REQUIREMENTS: Which lines below contain the word "white"? Pull out each of them and copy it unchanged.
========================================
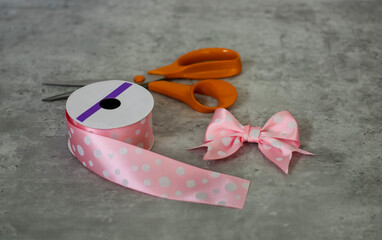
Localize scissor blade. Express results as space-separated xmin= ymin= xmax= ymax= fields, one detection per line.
xmin=42 ymin=79 xmax=107 ymax=87
xmin=42 ymin=74 xmax=166 ymax=87
xmin=42 ymin=91 xmax=74 ymax=102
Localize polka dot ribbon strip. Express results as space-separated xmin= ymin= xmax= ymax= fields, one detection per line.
xmin=66 ymin=114 xmax=250 ymax=208
xmin=193 ymin=108 xmax=314 ymax=174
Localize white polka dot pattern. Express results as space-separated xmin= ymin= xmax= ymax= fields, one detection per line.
xmin=68 ymin=105 xmax=248 ymax=208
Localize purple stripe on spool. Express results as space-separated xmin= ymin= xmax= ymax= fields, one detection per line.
xmin=77 ymin=82 xmax=133 ymax=122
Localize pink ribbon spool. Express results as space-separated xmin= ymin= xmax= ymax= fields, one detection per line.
xmin=66 ymin=80 xmax=249 ymax=208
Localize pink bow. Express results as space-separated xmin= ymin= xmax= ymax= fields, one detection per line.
xmin=191 ymin=108 xmax=314 ymax=174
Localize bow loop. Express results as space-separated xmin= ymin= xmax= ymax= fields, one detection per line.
xmin=191 ymin=108 xmax=313 ymax=173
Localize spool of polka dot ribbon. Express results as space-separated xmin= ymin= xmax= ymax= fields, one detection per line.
xmin=66 ymin=80 xmax=249 ymax=208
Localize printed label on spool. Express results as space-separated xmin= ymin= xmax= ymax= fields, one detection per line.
xmin=66 ymin=80 xmax=154 ymax=129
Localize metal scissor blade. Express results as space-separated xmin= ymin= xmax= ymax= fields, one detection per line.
xmin=42 ymin=91 xmax=74 ymax=102
xmin=42 ymin=79 xmax=107 ymax=87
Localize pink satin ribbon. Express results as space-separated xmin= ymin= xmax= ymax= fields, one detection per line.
xmin=66 ymin=111 xmax=250 ymax=208
xmin=193 ymin=108 xmax=314 ymax=174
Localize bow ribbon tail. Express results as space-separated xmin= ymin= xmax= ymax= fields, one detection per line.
xmin=259 ymin=140 xmax=314 ymax=174
xmin=188 ymin=136 xmax=243 ymax=160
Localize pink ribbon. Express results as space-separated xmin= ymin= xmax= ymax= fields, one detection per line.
xmin=66 ymin=111 xmax=250 ymax=208
xmin=194 ymin=108 xmax=314 ymax=174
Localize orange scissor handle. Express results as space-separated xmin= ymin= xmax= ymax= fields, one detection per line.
xmin=148 ymin=79 xmax=237 ymax=113
xmin=147 ymin=48 xmax=241 ymax=79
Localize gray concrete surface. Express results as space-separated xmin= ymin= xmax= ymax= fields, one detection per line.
xmin=0 ymin=0 xmax=382 ymax=240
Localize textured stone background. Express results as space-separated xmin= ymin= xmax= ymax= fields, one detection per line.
xmin=0 ymin=0 xmax=382 ymax=240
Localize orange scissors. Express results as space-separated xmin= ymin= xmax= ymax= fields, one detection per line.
xmin=43 ymin=48 xmax=241 ymax=113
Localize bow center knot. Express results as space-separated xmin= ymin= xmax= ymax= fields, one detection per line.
xmin=243 ymin=125 xmax=261 ymax=143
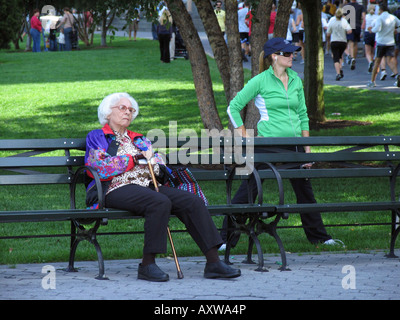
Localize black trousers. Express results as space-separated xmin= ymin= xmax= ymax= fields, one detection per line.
xmin=221 ymin=146 xmax=332 ymax=244
xmin=158 ymin=34 xmax=171 ymax=63
xmin=106 ymin=184 xmax=223 ymax=254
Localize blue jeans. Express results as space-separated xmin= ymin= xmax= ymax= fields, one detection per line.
xmin=30 ymin=28 xmax=41 ymax=52
xmin=64 ymin=28 xmax=72 ymax=51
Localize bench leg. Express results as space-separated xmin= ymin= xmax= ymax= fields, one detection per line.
xmin=385 ymin=210 xmax=400 ymax=258
xmin=90 ymin=239 xmax=108 ymax=280
xmin=65 ymin=237 xmax=81 ymax=272
xmin=258 ymin=217 xmax=291 ymax=271
xmin=65 ymin=220 xmax=108 ymax=280
xmin=242 ymin=236 xmax=256 ymax=264
xmin=65 ymin=221 xmax=80 ymax=272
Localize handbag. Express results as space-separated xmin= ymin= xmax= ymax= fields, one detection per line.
xmin=165 ymin=168 xmax=208 ymax=206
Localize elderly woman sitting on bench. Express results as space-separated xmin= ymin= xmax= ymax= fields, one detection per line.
xmin=85 ymin=93 xmax=240 ymax=281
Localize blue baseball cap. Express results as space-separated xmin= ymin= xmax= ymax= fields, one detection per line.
xmin=264 ymin=38 xmax=301 ymax=59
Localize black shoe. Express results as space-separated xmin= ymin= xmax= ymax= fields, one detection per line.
xmin=138 ymin=263 xmax=169 ymax=282
xmin=350 ymin=58 xmax=356 ymax=70
xmin=368 ymin=61 xmax=374 ymax=73
xmin=204 ymin=261 xmax=241 ymax=279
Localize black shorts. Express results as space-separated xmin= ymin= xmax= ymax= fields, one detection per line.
xmin=239 ymin=32 xmax=250 ymax=43
xmin=292 ymin=32 xmax=300 ymax=43
xmin=347 ymin=27 xmax=361 ymax=42
xmin=331 ymin=41 xmax=347 ymax=63
xmin=364 ymin=31 xmax=375 ymax=47
xmin=375 ymin=45 xmax=394 ymax=58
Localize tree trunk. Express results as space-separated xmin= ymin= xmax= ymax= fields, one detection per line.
xmin=274 ymin=0 xmax=293 ymax=39
xmin=300 ymin=0 xmax=325 ymax=127
xmin=195 ymin=0 xmax=231 ymax=101
xmin=166 ymin=0 xmax=222 ymax=131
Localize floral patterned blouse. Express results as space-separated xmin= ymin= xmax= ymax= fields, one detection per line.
xmin=107 ymin=132 xmax=159 ymax=194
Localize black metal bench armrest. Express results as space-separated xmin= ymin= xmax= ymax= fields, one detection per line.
xmin=70 ymin=166 xmax=105 ymax=209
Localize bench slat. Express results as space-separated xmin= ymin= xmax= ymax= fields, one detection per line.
xmin=0 ymin=156 xmax=84 ymax=168
xmin=0 ymin=138 xmax=86 ymax=150
xmin=276 ymin=201 xmax=400 ymax=213
xmin=0 ymin=204 xmax=275 ymax=222
xmin=0 ymin=173 xmax=71 ymax=185
xmin=258 ymin=167 xmax=393 ymax=179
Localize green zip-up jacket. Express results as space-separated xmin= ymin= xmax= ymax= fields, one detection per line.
xmin=228 ymin=67 xmax=309 ymax=137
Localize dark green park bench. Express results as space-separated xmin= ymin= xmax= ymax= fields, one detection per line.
xmin=0 ymin=138 xmax=275 ymax=279
xmin=244 ymin=136 xmax=400 ymax=261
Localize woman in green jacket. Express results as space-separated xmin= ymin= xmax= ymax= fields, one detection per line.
xmin=222 ymin=38 xmax=337 ymax=245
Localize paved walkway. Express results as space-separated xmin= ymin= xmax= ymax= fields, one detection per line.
xmin=0 ymin=250 xmax=400 ymax=304
xmin=131 ymin=31 xmax=400 ymax=93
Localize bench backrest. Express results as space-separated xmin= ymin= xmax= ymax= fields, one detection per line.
xmin=0 ymin=136 xmax=400 ymax=185
xmin=0 ymin=139 xmax=86 ymax=185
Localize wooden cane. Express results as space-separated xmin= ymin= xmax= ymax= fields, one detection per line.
xmin=147 ymin=160 xmax=183 ymax=279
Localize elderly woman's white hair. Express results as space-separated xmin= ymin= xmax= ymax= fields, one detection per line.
xmin=97 ymin=92 xmax=139 ymax=126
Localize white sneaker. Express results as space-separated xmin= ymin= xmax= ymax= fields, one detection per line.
xmin=324 ymin=239 xmax=346 ymax=248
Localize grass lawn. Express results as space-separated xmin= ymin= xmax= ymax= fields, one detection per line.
xmin=0 ymin=38 xmax=400 ymax=264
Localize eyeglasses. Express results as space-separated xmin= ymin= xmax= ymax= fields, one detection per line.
xmin=113 ymin=104 xmax=136 ymax=113
xmin=275 ymin=51 xmax=293 ymax=58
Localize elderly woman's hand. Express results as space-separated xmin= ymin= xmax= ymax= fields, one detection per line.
xmin=141 ymin=147 xmax=153 ymax=160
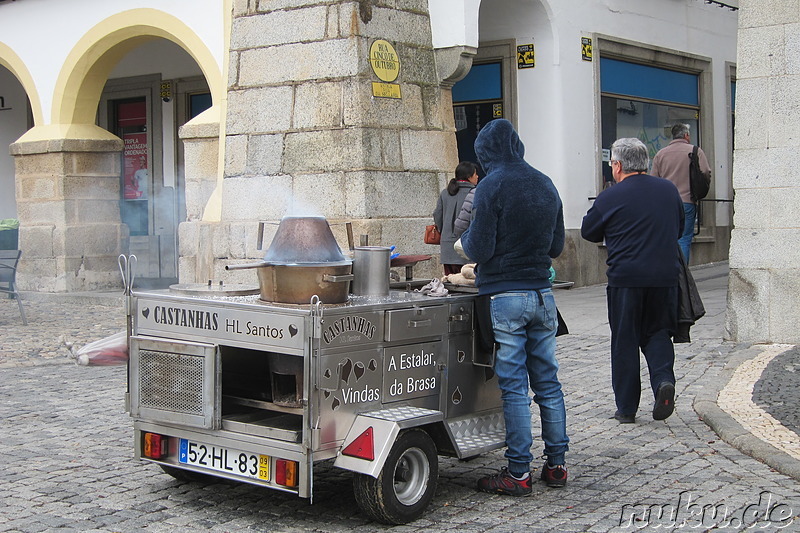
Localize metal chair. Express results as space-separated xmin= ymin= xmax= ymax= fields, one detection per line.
xmin=0 ymin=250 xmax=28 ymax=326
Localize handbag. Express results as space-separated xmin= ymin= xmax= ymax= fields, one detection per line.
xmin=689 ymin=146 xmax=711 ymax=203
xmin=425 ymin=224 xmax=442 ymax=244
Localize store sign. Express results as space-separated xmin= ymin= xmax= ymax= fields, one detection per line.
xmin=369 ymin=39 xmax=402 ymax=99
xmin=517 ymin=44 xmax=536 ymax=69
xmin=372 ymin=81 xmax=402 ymax=98
xmin=581 ymin=37 xmax=592 ymax=61
xmin=369 ymin=39 xmax=400 ymax=82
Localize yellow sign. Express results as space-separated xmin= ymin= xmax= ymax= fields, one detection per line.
xmin=369 ymin=39 xmax=400 ymax=81
xmin=372 ymin=81 xmax=402 ymax=98
xmin=581 ymin=37 xmax=592 ymax=61
xmin=517 ymin=44 xmax=536 ymax=68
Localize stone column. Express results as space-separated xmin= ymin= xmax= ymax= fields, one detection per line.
xmin=181 ymin=0 xmax=458 ymax=279
xmin=727 ymin=0 xmax=800 ymax=343
xmin=11 ymin=135 xmax=128 ymax=292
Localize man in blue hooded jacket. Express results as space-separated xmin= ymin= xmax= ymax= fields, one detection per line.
xmin=461 ymin=119 xmax=569 ymax=496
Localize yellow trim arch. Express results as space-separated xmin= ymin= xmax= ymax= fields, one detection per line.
xmin=0 ymin=42 xmax=44 ymax=126
xmin=51 ymin=8 xmax=225 ymax=125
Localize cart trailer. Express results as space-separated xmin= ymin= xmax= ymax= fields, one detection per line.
xmin=126 ymin=289 xmax=505 ymax=524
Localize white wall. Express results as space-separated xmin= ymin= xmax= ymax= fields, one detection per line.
xmin=0 ymin=0 xmax=225 ymax=124
xmin=444 ymin=0 xmax=737 ymax=228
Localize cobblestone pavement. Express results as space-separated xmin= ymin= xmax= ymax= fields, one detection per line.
xmin=0 ymin=265 xmax=800 ymax=533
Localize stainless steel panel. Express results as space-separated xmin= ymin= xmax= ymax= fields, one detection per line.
xmin=445 ymin=332 xmax=502 ymax=418
xmin=135 ymin=297 xmax=308 ymax=352
xmin=446 ymin=410 xmax=506 ymax=459
xmin=386 ymin=305 xmax=448 ymax=342
xmin=381 ymin=342 xmax=447 ymax=403
xmin=129 ymin=337 xmax=221 ymax=429
xmin=222 ymin=411 xmax=303 ymax=442
xmin=448 ymin=300 xmax=474 ymax=333
xmin=320 ymin=310 xmax=383 ymax=348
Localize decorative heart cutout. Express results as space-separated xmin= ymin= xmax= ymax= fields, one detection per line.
xmin=450 ymin=387 xmax=463 ymax=405
xmin=340 ymin=359 xmax=353 ymax=383
xmin=353 ymin=361 xmax=364 ymax=381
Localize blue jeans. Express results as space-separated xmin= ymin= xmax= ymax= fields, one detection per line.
xmin=491 ymin=289 xmax=569 ymax=474
xmin=678 ymin=203 xmax=697 ymax=265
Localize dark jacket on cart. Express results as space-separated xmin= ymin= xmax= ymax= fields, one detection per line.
xmin=461 ymin=119 xmax=564 ymax=294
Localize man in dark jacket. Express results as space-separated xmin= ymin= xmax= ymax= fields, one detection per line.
xmin=461 ymin=119 xmax=569 ymax=496
xmin=581 ymin=138 xmax=684 ymax=424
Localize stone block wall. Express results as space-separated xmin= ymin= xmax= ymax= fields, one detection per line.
xmin=11 ymin=139 xmax=128 ymax=292
xmin=180 ymin=0 xmax=458 ymax=282
xmin=727 ymin=0 xmax=800 ymax=343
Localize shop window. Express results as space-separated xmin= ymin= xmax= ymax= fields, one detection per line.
xmin=600 ymin=58 xmax=701 ymax=188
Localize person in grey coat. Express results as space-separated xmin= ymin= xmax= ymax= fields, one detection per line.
xmin=433 ymin=161 xmax=478 ymax=275
xmin=453 ymin=189 xmax=475 ymax=238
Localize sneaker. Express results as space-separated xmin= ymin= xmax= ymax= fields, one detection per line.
xmin=478 ymin=467 xmax=533 ymax=496
xmin=614 ymin=411 xmax=636 ymax=424
xmin=542 ymin=461 xmax=567 ymax=488
xmin=653 ymin=381 xmax=675 ymax=420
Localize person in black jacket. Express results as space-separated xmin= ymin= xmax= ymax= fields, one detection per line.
xmin=581 ymin=138 xmax=684 ymax=424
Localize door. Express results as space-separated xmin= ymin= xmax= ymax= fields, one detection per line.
xmin=99 ymin=77 xmax=178 ymax=288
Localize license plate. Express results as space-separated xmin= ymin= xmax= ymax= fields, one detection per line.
xmin=178 ymin=439 xmax=269 ymax=481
========================================
OUTPUT FOR THIS EXERCISE:
Localize white polka dot pattern. Express results as space-separated xmin= ymin= xmax= ymax= fields, one detection per line.
Localize elderly woman's white hair. Express results as space-separated xmin= ymin= xmax= ymax= fields, one detection per line.
Localize white sneaker. Express results as space-separated xmin= ymin= xmax= ymax= fields, one detection per line.
Localize white wall. Express results as space-separated xmin= ymin= xmax= ymax= fields, one detection per line.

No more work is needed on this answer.